▶ _Texte source_
·····

Au début de la Première Guerre mondiale, en 1914, les dépôts de salpêtre du Chili étaient essentiels aux efforts de guerre allemand et allié. L'Allemagne dépêcha sur place quelques navires menés par le contre-amiral Maximilian von Spee. Le 1er novembre 1914, au large des côtes du Chili, son escadre dut affronter des navires britanniques lors de la bataille de Coronel. Plus moderne, l'escadre de Von Spee coula deux navires britanniques et prit le contrôle de cette région. Par contre, Von Spee savait qu'il ne pouvait maintenir sa position : il décida de retourner en Allemagne, mais son escadre dut affronter des navires britanniques mieux armés et fut détruite le 8 décembre 1914 lors de la bataille des Falklands. À ce moment, les alliés reprirent le contrôle des dépôts de nitrates du Chili. L'Allemagne, incapable d'importer les nitrates en provenance du Chili, devait trouver d'autres sources d'azote pour la production d'explosifs.

·····

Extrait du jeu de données
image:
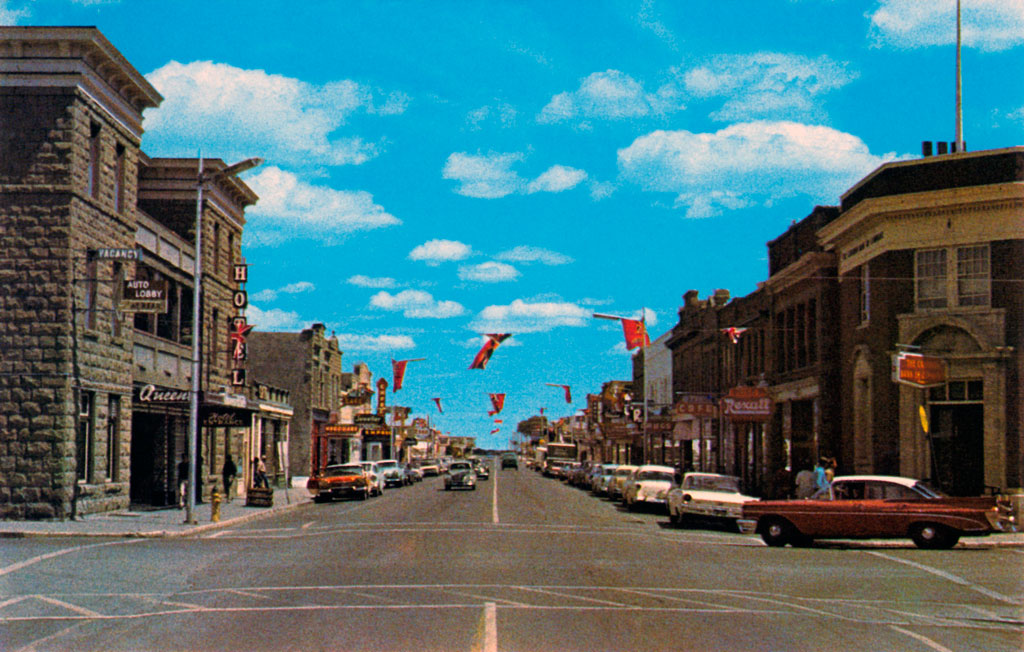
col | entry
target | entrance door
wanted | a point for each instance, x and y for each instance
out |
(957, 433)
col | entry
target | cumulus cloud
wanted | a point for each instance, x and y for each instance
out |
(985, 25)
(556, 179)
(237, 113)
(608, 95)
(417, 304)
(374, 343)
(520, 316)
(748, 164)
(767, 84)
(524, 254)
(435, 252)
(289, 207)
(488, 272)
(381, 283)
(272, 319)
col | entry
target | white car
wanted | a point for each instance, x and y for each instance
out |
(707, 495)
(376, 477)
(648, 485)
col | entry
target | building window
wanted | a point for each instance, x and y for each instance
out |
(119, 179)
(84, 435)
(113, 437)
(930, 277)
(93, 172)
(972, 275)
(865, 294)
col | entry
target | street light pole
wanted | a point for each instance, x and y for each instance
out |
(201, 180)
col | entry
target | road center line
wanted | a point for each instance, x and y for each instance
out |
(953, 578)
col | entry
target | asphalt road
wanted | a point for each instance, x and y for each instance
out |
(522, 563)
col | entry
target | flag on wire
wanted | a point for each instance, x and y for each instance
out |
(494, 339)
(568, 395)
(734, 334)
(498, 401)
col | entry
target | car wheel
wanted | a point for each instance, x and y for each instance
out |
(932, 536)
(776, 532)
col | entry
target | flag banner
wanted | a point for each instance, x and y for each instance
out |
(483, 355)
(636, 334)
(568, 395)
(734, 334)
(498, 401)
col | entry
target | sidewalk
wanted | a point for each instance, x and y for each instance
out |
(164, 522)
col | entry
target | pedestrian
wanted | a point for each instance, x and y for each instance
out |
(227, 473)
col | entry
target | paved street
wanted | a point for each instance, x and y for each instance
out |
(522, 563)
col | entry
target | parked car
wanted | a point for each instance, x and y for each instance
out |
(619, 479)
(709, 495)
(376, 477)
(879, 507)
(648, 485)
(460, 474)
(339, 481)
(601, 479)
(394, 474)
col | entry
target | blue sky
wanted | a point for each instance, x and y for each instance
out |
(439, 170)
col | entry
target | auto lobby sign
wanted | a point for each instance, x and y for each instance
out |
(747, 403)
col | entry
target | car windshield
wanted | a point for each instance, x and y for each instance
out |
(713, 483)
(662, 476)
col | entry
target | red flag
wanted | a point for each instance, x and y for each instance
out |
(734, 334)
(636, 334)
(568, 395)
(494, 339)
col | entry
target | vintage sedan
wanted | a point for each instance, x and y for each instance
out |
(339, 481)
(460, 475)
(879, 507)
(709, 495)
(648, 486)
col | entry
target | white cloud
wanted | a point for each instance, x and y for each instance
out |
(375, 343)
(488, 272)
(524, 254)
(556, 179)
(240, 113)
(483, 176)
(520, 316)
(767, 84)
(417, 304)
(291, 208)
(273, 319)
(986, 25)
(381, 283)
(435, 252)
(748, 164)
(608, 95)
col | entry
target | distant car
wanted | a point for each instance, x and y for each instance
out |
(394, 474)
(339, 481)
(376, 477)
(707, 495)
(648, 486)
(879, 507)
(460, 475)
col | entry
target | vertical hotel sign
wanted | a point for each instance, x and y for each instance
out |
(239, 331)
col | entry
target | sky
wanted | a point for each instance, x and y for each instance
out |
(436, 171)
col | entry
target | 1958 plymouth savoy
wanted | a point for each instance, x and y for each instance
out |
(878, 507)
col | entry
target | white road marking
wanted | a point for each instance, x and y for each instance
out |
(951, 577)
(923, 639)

·····

▶ _Objectifs_
1. Traduisez en anglais cette phrase du texte source : « L'Allemagne dépêcha sur place quelques navires menés par le contre-amiral Maximilian von Spee. »
2. Selon le texte source, à quelle date l'escadre de Von Spee fut-elle détruite ?
3. Reprenez le texte sur les nitrates du Chili après sa dernière phrase.
La liste ne joue aucun rôle dans cet exercice.

▶ _Corrigé_
1. Germany sent a few ships there, led by Rear Admiral Maximilian von Spee.

2. Le 8 décembre 1914, lors de la bataille des Falklands.

3.
À partir de 1914, des hommes d'affaires allemands, faisant valoir le succès de différents sites de production de cyanamide, commencèrent à solliciter le gouvernement allemand pour qu'il finance la construction d'autres sites. Aux yeux de l'Allemagne en guerre, le principal défaut du procédé Haber-Bosch, moins coûteux, était qu'il ne pouvait produire de l'acide nitrique, précurseur d'explosifs. En pratique, il est difficile de convertir directement l'ammoniac en acide nitrique, mais Bosch se rendit compte que l'ammoniac pouvait être converti en salpêtre du Chili qui, à son tour, pouvait l'être en acide nitrique. La deuxième transformation était industriellement maîtrisée en Allemagne, mais pas la première.

En septembre 1914, Bosch fit une promesse hardie. Le site d'Oppau fabriquerait 5 000 tonnes de salpêtre par mois à partir de mars 1915, puis augmenterait sa production jusqu'à 7 500 tonnes par mois. Ce salpêtre serait converti en acide nitrique, précurseur d'explosifs. En contrepartie, le gouvernement allemand devait financer la construction des installations au coût de six millions de marks. Lorsque la « Promesse du salpêtre » fut signée, le lobby du cyanamide devint moins influent.

BASF parvint presque à respecter la promesse faite par Bosch. En effet, le 1er mai 1915, ce dernier annonça aux officiels du ministère de la Guerre que le site d'Oppau pouvait fabriquer de l'acide nitrique.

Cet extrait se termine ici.